**Exercise:** Recast every line of the records below as a numbered list, skipping blank lines.

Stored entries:
□ □ □ □
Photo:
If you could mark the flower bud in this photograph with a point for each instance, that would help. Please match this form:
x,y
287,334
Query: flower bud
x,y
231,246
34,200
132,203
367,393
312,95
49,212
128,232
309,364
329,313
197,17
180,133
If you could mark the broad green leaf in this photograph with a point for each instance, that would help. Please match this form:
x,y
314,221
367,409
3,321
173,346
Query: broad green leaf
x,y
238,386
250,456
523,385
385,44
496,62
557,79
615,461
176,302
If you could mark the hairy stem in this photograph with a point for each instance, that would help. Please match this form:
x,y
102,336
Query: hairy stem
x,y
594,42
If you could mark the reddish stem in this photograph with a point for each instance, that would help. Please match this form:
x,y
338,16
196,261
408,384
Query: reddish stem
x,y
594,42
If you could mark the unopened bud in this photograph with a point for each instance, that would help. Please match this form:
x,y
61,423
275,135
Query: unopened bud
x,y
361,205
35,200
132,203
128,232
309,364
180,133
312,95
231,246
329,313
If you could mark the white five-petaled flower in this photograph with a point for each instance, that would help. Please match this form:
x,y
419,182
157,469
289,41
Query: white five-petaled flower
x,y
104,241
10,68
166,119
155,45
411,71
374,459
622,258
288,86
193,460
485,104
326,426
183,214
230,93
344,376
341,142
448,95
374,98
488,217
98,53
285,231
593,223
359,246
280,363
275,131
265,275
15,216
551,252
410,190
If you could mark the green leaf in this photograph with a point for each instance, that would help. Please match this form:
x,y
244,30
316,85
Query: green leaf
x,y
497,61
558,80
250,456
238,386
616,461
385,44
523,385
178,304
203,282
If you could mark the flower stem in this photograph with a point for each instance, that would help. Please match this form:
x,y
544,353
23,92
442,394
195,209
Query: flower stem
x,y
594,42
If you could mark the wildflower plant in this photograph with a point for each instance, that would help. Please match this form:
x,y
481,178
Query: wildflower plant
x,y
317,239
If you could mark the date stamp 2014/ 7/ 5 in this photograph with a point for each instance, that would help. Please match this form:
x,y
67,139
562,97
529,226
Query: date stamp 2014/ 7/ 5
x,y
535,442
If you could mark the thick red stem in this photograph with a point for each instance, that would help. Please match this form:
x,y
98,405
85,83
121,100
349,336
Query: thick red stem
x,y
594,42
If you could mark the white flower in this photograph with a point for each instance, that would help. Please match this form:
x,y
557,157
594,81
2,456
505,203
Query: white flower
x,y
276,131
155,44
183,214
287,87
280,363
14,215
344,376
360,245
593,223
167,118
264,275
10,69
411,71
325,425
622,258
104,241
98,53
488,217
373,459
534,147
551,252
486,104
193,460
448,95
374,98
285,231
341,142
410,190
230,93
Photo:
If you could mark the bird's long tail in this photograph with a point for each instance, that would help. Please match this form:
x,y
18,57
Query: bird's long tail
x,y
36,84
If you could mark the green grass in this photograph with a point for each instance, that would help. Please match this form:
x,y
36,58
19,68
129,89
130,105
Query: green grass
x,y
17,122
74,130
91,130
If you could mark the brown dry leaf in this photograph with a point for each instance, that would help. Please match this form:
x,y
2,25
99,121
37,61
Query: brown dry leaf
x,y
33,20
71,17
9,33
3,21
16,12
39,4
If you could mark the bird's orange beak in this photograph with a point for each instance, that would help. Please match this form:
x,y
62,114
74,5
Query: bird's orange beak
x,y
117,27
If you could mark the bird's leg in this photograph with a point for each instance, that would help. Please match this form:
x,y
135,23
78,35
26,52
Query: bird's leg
□ □ □ □
**The output:**
1. Photo:
2. If you could mark the flower bud in this photograph with a point for each instance, that would help. Please match this form:
3. x,y
4. 287,334
5. Query: flower bud
6. x,y
7. 231,246
8. 34,200
9. 132,203
10. 367,393
11. 312,95
12. 49,212
13. 128,232
14. 309,364
15. 329,313
16. 197,17
17. 180,133
18. If you could mark the broad green leaf in this photograph with a point for each instance, that would help. Please match this form:
19. x,y
20. 314,221
21. 367,409
22. 3,321
23. 173,346
24. Query: broad green leaf
25. x,y
26. 238,386
27. 250,456
28. 523,385
29. 385,44
30. 496,62
31. 557,79
32. 615,461
33. 176,302
34. If you could mark the hairy stem in this photograph with a point for each instance, that would help. Please match this form:
35. x,y
36. 102,336
37. Query: hairy stem
38. x,y
39. 594,42
40. If you could mark the reddish stem in this photograph with a point for each instance, that would help. Please match this form:
41. x,y
42. 338,16
43. 196,261
44. 408,384
45. Query: reddish stem
46. x,y
47. 594,42
48. If you could mark the unopened bud in this photograph with a point for each instance, that would help. Please match this form:
49. x,y
50. 61,423
51. 275,135
52. Query: unopened bud
53. x,y
54. 361,205
55. 35,200
56. 132,203
57. 128,232
58. 309,364
59. 180,133
60. 312,95
61. 231,246
62. 329,313
63. If you could mark the white five-petaled flower in this photograph with a point for each instance, that would help. Please match this form:
64. x,y
65. 419,182
66. 157,469
67. 289,41
68. Query: white five-petaled flower
69. x,y
70. 104,241
71. 10,68
72. 166,119
73. 155,45
74. 411,71
75. 374,459
76. 622,258
77. 288,86
78. 193,460
79. 485,104
80. 326,426
81. 183,214
82. 230,93
83. 344,376
84. 341,142
85. 448,95
86. 374,98
87. 488,217
88. 98,53
89. 285,231
90. 593,223
91. 359,246
92. 280,363
93. 275,131
94. 265,275
95. 15,216
96. 551,252
97. 410,190
98. If you could mark the green leaf in this photograph with a point for each instance, that would help. Please match this form:
99. x,y
100. 244,30
101. 316,85
102. Query: green leaf
103. x,y
104. 497,61
105. 558,80
106. 250,456
107. 238,386
108. 616,461
109. 385,44
110. 523,385
111. 178,304
112. 203,282
113. If you could mark the flower stem in this photograph with a point for each instance, that would help. Please match this form:
114. x,y
115. 544,353
116. 23,92
117. 442,394
118. 195,209
119. Query: flower stem
120. x,y
121. 594,42
122. If you could mark the wildflower plant in this photograph with a point for each instance, that would help. Please match this form:
123. x,y
124. 481,178
125. Query: wildflower plant
126. x,y
127. 317,239
128. If you could mark the date stamp 2014/ 7/ 5 in this photograph with a point for each instance, that would help. Please match this form:
129. x,y
130. 67,139
131. 562,97
132. 529,226
133. Query: date stamp 2014/ 7/ 5
134. x,y
135. 535,442
136. If you could mark the thick red stem in this photograph with a point for each instance, that would help. Please match this form:
137. x,y
138. 98,405
139. 85,83
140. 121,100
141. 349,336
142. Query: thick red stem
143. x,y
144. 594,42
145. If you could mark the white flower in this photograph with a point for each instance, that would help. Please match this form:
146. x,y
147. 557,157
148. 594,81
149. 2,456
150. 505,203
151. Query: white flower
152. x,y
153. 276,131
154. 155,44
155. 183,214
156. 287,87
157. 280,363
158. 14,215
159. 344,376
160. 360,245
161. 593,223
162. 167,118
163. 264,275
164. 10,69
165. 411,71
166. 325,425
167. 622,258
168. 104,241
169. 98,53
170. 488,217
171. 373,459
172. 534,147
173. 551,252
174. 486,104
175. 193,460
176. 448,95
177. 374,98
178. 285,231
179. 341,142
180. 410,190
181. 230,93
182. Photo:
183. If you could mark the bird's long tail in this photograph with a point for each instance, that would help. Please match this form:
184. x,y
185. 18,57
186. Query: bird's long tail
187. x,y
188. 36,84
189. If you could mark the green grass in this photograph with a point for each instance, that would help. Please match this form:
190. x,y
191. 36,58
192. 19,68
193. 129,89
194. 130,105
195. Query: green grass
196. x,y
197. 17,122
198. 74,130
199. 91,130
200. If you could mark the brown dry leaf in this photograph with a point for each instance, that would help. Please match this form:
201. x,y
202. 2,25
203. 99,121
204. 37,61
205. Query: brown dry leaf
206. x,y
207. 33,20
208. 71,17
209. 9,33
210. 3,21
211. 16,12
212. 39,4
213. If you could mark the bird's orange beak in this photograph with a point for each instance, that would help. Please match this form:
214. x,y
215. 62,114
216. 74,5
217. Query: bird's orange beak
218. x,y
219. 117,27
220. If you could mark the bird's leg in this photograph with a point for each instance, that would help. Please match this form:
221. x,y
222. 135,23
223. 78,35
224. 26,52
225. Query: bird's leg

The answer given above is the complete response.